§ **WHAT TO PRODUCE**:
Would you restate, exactly as they appear, the lines from the one containing "Query: glossy leaf" through the end of the data below?

§ **PROVIDED DATA**:
►

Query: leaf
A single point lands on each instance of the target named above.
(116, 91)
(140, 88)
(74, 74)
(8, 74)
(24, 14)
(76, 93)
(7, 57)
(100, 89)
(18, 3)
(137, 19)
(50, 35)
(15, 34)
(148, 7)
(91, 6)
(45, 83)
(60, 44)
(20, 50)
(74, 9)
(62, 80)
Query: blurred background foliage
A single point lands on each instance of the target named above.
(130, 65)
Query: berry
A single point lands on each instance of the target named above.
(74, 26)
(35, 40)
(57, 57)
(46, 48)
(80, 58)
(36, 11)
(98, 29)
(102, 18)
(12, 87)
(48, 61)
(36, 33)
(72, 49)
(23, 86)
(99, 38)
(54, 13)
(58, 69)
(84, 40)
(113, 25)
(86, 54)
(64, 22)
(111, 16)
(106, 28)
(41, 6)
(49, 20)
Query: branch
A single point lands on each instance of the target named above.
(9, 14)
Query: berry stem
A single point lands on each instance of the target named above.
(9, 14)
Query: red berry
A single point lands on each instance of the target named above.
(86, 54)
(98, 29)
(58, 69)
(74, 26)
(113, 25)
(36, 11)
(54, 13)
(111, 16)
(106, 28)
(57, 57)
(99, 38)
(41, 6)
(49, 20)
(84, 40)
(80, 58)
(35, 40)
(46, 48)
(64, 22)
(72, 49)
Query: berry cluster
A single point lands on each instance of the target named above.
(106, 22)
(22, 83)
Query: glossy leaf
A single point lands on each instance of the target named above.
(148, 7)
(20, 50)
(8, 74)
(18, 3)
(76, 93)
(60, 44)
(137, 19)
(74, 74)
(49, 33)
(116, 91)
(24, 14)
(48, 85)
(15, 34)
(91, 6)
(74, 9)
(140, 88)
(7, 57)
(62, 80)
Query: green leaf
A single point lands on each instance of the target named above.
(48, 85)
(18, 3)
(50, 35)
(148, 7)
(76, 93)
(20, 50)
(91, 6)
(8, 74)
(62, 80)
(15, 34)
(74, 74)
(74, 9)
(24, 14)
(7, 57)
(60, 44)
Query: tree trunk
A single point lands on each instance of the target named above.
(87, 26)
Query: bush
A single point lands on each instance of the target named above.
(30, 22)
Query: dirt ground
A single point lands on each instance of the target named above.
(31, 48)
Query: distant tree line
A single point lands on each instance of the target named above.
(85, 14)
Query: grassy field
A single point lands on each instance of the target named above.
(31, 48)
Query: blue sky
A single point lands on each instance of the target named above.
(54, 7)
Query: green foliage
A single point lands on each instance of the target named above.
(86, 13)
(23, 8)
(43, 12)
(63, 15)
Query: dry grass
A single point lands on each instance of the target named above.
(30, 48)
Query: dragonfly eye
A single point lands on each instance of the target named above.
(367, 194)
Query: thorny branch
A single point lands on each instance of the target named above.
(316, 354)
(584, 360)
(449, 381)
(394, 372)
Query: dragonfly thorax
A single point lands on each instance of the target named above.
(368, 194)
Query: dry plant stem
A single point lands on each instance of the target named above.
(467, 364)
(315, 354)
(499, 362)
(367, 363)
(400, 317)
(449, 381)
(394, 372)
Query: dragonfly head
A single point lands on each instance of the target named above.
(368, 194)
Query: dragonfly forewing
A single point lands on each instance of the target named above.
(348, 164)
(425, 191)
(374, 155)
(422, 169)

◄

§ **COMPLETE ANSWER**:
Query: glossy leaf
A single point lands on each instance of the target named above.
(148, 7)
(20, 50)
(8, 74)
(18, 3)
(76, 93)
(60, 44)
(137, 19)
(74, 74)
(49, 33)
(116, 91)
(24, 14)
(48, 85)
(15, 34)
(91, 6)
(74, 9)
(140, 88)
(7, 57)
(62, 80)
Query: green leaf
A single point lands on each instance of the target named above.
(48, 85)
(18, 3)
(50, 35)
(148, 7)
(76, 93)
(20, 50)
(91, 6)
(8, 74)
(62, 80)
(15, 34)
(74, 74)
(74, 9)
(24, 14)
(7, 57)
(60, 44)
Query: tree trunk
A single point lands on each instance of the target named above.
(87, 26)
Query: bush
A single point lands on each instance of the target named above.
(30, 22)
Query: dirt ground
A single point lands on each instance of the target named above.
(31, 48)
Query: distant tree line
A single point lands on each instance of the target named above.
(85, 14)
Query: grassy field
A single point lands on each instance of the target named above.
(31, 48)
Query: blue sky
A single point lands on each instance of the target named above.
(54, 7)
Query: green foliage
A single point lands on each instance of the target named above.
(86, 13)
(23, 8)
(43, 12)
(63, 15)
Query: dry grass
A single point lands on each instance of the target named above.
(30, 48)
Query: dragonfly eye
A single point lands on each instance of the target named above.
(367, 194)
Query: thorny branch
A single point lands on each instance of the target named above.
(316, 354)
(584, 360)
(449, 381)
(394, 372)
Query: dragonfly thorax
A single point lands on each instance of the target named above.
(368, 194)
Query: dry plant stem
A single point lands on each instance of the target named above.
(467, 364)
(315, 354)
(499, 362)
(367, 363)
(400, 317)
(449, 381)
(394, 372)
Query: dragonfly head
A single point lands on each instance of the target named above.
(368, 194)
Query: dragonfly forewing
A single point lands on each instance of the target named above.
(348, 164)
(425, 191)
(374, 155)
(422, 169)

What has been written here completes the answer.